══ Data shown ══
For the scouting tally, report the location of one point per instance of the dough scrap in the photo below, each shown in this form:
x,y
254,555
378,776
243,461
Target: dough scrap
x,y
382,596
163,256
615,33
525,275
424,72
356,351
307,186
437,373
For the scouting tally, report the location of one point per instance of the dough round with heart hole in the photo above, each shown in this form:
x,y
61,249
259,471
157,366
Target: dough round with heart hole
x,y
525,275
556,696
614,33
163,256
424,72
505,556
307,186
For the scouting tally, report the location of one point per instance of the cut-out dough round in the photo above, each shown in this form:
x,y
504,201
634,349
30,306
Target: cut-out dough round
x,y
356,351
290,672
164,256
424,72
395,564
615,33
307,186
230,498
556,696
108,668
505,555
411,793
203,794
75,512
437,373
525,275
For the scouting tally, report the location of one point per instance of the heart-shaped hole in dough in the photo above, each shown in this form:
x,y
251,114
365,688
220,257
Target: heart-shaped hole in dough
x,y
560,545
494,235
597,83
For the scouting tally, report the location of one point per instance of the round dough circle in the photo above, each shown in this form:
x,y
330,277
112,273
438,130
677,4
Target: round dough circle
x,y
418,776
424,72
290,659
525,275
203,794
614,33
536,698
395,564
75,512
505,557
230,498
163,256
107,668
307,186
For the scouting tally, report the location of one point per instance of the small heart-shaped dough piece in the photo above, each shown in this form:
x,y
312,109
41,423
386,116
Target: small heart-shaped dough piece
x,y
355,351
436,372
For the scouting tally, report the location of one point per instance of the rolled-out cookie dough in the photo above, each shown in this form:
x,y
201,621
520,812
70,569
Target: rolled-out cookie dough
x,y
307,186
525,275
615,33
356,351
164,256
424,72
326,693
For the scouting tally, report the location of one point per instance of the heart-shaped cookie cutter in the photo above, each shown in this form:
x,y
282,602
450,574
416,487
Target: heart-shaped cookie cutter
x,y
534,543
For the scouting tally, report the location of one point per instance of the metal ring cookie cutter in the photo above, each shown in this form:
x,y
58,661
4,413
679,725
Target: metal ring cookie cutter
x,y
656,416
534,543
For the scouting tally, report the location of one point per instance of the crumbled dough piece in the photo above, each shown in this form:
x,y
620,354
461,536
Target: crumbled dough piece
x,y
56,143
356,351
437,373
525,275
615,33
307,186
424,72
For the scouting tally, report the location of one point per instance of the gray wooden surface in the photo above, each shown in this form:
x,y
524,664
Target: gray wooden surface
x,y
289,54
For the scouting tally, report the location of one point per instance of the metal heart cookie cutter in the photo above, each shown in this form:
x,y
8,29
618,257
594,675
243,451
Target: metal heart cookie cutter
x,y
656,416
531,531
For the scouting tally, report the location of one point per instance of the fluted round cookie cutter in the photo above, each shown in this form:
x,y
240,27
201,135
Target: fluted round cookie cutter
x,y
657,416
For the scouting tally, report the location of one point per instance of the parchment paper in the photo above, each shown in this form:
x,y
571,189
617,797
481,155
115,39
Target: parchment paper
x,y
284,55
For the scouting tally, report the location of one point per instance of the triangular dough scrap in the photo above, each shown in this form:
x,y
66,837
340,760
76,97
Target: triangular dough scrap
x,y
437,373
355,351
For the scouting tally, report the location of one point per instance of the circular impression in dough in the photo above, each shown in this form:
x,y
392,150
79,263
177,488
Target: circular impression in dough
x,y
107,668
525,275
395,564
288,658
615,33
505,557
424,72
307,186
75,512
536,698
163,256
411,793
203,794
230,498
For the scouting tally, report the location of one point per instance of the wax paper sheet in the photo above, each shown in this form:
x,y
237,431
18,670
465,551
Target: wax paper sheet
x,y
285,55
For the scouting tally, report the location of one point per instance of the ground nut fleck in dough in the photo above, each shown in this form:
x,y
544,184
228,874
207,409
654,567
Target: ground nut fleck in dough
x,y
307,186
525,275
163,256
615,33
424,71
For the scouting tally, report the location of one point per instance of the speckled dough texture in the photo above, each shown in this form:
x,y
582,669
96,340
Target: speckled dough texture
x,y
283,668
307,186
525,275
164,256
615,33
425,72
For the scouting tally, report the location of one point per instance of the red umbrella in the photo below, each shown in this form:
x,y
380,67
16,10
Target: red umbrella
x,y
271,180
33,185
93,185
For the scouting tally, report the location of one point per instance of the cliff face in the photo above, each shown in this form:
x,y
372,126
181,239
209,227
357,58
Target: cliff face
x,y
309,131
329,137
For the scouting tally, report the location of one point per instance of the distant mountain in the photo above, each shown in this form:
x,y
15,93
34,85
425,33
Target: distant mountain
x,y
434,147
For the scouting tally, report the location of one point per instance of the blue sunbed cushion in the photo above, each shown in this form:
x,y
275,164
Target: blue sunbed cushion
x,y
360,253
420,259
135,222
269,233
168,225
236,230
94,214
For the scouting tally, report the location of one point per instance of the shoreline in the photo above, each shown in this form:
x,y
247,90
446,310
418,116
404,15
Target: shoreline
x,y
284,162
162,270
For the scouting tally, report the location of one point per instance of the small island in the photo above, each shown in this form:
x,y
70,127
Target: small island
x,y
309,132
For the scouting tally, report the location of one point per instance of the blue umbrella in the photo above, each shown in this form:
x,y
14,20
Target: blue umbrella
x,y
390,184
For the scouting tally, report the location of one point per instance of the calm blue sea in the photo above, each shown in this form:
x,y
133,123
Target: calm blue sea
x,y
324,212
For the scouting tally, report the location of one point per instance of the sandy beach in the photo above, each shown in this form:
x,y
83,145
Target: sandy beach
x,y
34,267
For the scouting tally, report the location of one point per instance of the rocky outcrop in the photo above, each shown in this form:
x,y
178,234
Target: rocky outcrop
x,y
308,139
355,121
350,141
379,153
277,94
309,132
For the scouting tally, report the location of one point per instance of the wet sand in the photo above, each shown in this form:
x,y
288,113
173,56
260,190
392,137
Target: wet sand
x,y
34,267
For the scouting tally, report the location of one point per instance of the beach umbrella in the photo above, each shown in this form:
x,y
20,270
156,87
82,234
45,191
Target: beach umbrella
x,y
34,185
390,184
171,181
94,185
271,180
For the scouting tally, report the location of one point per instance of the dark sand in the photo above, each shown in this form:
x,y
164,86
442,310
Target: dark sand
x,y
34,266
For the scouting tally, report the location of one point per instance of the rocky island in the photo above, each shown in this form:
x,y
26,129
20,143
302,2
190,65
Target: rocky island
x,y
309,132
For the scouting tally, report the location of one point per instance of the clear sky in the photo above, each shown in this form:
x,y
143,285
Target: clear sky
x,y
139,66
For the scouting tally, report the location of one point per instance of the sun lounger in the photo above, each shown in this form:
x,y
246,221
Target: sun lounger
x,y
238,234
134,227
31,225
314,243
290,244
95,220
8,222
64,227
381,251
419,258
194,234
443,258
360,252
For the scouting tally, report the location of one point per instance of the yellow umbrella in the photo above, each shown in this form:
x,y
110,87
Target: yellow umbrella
═══
**What to do:**
Copy out the stretch of the listing from the line containing "the wet sand" through its final line, reproducing each line without any change.

**Answer for this exercise:**
For the scouting tally, report the location of one point per instance of the wet sand in the photo above, each shown in this form:
x,y
288,113
173,56
260,190
392,137
Target: wet sand
x,y
34,267
For the scouting tally, report the location of one point per instance of the beach umbrella in the photo above, each shown in this form:
x,y
20,270
156,87
82,234
45,191
Target: beach umbrella
x,y
34,185
390,184
171,181
94,185
271,180
For the scouting tally, report the location of one point per instance of the dark sand in the photo above, each shown in this form:
x,y
164,86
442,310
Target: dark sand
x,y
34,266
For the scouting tally, report the location of one point per instance of the rocky island in the photo above, each shown in this form:
x,y
26,129
20,143
302,2
190,65
Target: rocky island
x,y
309,132
For the scouting tally, report the location of one point per instance of the clear sky in the photo above, each shown in this form:
x,y
143,285
Target: clear sky
x,y
139,66
For the scouting tally, report the location of one point per instance of the sun lounger in the photo above, each shown in this form:
x,y
246,221
Target: sun lounger
x,y
238,234
134,227
31,225
314,243
290,244
95,220
8,222
64,227
381,251
419,258
194,234
443,258
360,252
For the scouting tally, report the location of one point per instance of the yellow umbrella in the photo above, each shown in this form:
x,y
110,87
Target: yellow umbrella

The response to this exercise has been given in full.